[A run of records]
-- begin --
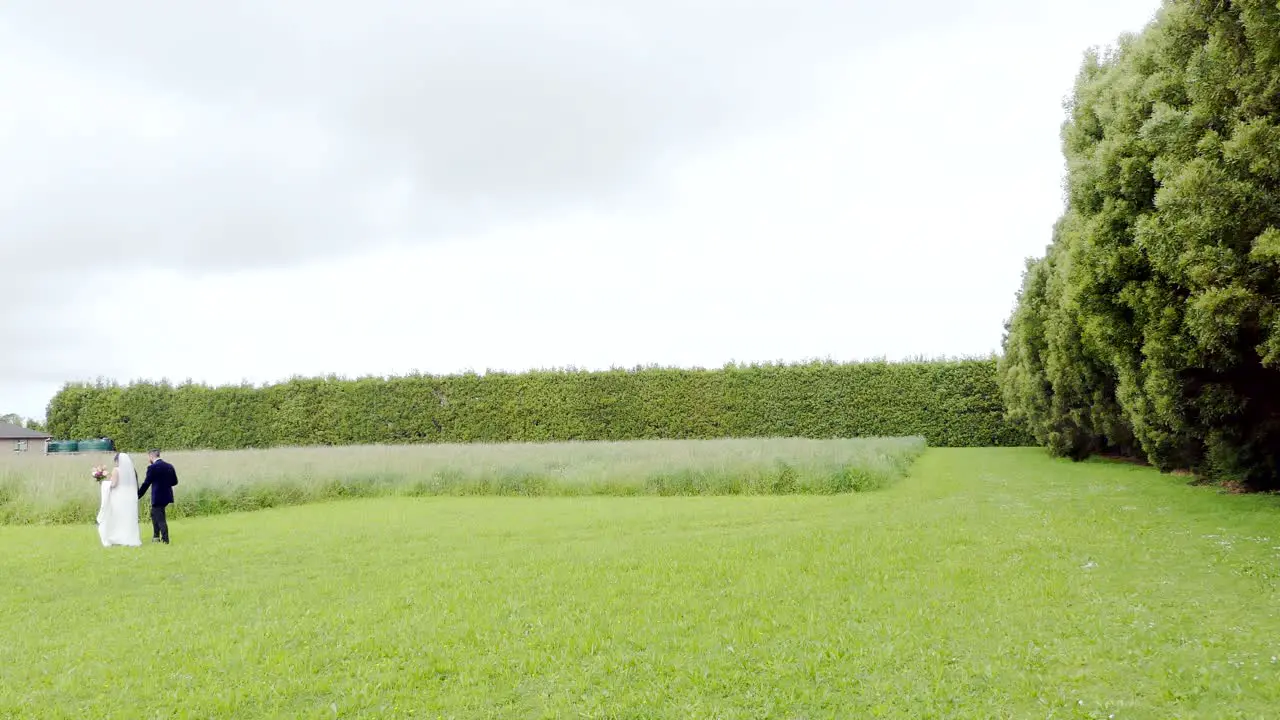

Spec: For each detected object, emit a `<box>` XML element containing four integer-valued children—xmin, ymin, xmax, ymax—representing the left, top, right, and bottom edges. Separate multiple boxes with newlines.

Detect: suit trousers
<box><xmin>151</xmin><ymin>505</ymin><xmax>169</xmax><ymax>542</ymax></box>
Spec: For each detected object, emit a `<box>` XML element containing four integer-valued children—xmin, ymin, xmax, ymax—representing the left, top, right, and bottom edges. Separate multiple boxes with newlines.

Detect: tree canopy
<box><xmin>998</xmin><ymin>0</ymin><xmax>1280</xmax><ymax>489</ymax></box>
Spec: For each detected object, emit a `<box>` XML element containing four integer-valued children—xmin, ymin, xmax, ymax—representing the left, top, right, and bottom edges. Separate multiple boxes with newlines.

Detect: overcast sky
<box><xmin>0</xmin><ymin>0</ymin><xmax>1158</xmax><ymax>416</ymax></box>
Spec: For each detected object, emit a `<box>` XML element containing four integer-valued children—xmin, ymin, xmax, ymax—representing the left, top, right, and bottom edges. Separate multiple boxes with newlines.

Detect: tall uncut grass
<box><xmin>0</xmin><ymin>437</ymin><xmax>925</xmax><ymax>524</ymax></box>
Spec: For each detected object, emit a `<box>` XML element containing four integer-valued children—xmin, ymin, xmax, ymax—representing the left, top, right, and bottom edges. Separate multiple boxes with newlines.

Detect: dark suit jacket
<box><xmin>138</xmin><ymin>460</ymin><xmax>178</xmax><ymax>507</ymax></box>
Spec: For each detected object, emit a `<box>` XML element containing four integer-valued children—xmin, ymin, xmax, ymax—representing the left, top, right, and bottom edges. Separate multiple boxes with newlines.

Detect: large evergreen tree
<box><xmin>1000</xmin><ymin>0</ymin><xmax>1280</xmax><ymax>488</ymax></box>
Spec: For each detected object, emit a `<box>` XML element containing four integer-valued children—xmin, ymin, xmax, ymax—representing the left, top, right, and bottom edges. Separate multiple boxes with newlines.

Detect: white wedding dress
<box><xmin>97</xmin><ymin>452</ymin><xmax>142</xmax><ymax>547</ymax></box>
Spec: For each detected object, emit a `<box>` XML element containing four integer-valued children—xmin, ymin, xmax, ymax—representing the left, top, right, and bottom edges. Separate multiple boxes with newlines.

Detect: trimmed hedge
<box><xmin>49</xmin><ymin>357</ymin><xmax>1032</xmax><ymax>450</ymax></box>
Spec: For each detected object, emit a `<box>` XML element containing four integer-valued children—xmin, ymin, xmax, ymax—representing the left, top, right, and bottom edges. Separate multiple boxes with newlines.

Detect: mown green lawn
<box><xmin>0</xmin><ymin>450</ymin><xmax>1280</xmax><ymax>720</ymax></box>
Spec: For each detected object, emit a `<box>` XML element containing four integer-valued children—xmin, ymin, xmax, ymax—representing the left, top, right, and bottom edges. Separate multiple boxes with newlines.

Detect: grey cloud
<box><xmin>0</xmin><ymin>0</ymin><xmax>1162</xmax><ymax>404</ymax></box>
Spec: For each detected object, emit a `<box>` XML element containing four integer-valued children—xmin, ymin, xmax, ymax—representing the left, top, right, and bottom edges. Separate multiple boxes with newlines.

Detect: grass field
<box><xmin>0</xmin><ymin>450</ymin><xmax>1280</xmax><ymax>720</ymax></box>
<box><xmin>0</xmin><ymin>438</ymin><xmax>924</xmax><ymax>524</ymax></box>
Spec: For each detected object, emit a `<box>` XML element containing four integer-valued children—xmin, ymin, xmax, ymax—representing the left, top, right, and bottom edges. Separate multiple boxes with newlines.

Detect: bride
<box><xmin>97</xmin><ymin>452</ymin><xmax>142</xmax><ymax>547</ymax></box>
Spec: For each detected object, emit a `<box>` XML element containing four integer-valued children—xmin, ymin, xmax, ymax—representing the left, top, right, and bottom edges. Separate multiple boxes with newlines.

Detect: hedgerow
<box><xmin>47</xmin><ymin>359</ymin><xmax>1030</xmax><ymax>450</ymax></box>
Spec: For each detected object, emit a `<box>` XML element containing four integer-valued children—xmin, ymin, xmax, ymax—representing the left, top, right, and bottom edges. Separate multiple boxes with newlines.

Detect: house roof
<box><xmin>0</xmin><ymin>423</ymin><xmax>54</xmax><ymax>439</ymax></box>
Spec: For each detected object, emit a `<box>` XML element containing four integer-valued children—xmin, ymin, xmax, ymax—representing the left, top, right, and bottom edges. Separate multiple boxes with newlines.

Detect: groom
<box><xmin>138</xmin><ymin>450</ymin><xmax>178</xmax><ymax>544</ymax></box>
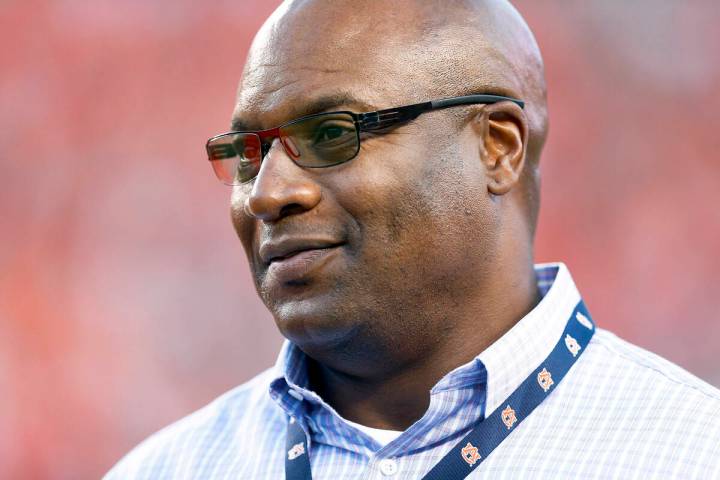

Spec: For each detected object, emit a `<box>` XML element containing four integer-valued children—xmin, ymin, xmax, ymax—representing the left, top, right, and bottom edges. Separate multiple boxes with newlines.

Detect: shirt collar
<box><xmin>270</xmin><ymin>263</ymin><xmax>580</xmax><ymax>420</ymax></box>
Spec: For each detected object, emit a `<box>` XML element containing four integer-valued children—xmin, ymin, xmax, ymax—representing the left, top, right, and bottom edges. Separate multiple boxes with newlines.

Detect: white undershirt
<box><xmin>345</xmin><ymin>420</ymin><xmax>402</xmax><ymax>447</ymax></box>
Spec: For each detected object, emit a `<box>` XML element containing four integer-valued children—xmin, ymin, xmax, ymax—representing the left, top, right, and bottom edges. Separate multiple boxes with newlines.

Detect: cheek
<box><xmin>230</xmin><ymin>186</ymin><xmax>255</xmax><ymax>262</ymax></box>
<box><xmin>339</xmin><ymin>134</ymin><xmax>497</xmax><ymax>282</ymax></box>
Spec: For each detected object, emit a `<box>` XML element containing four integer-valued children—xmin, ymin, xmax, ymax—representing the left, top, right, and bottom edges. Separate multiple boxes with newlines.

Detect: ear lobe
<box><xmin>481</xmin><ymin>111</ymin><xmax>527</xmax><ymax>195</ymax></box>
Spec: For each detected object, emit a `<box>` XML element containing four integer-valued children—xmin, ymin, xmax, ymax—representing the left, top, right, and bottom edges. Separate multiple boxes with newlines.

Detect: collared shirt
<box><xmin>106</xmin><ymin>264</ymin><xmax>720</xmax><ymax>480</ymax></box>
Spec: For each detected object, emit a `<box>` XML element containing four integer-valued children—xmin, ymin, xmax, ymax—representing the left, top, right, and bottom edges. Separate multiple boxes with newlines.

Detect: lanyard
<box><xmin>285</xmin><ymin>300</ymin><xmax>595</xmax><ymax>480</ymax></box>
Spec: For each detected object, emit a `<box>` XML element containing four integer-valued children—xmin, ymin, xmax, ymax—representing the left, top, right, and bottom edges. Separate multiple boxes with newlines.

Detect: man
<box><xmin>107</xmin><ymin>0</ymin><xmax>720</xmax><ymax>479</ymax></box>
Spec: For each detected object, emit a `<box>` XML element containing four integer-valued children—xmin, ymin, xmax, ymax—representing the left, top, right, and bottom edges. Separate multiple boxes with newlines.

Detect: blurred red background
<box><xmin>0</xmin><ymin>0</ymin><xmax>720</xmax><ymax>479</ymax></box>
-- end --
*EXERCISE DIRECTIONS*.
Identify each line in the material above that contains the word "suit", and copy those lines.

*WRITTEN RESPONSE*.
Detect: suit trousers
Detect: dark suit jacket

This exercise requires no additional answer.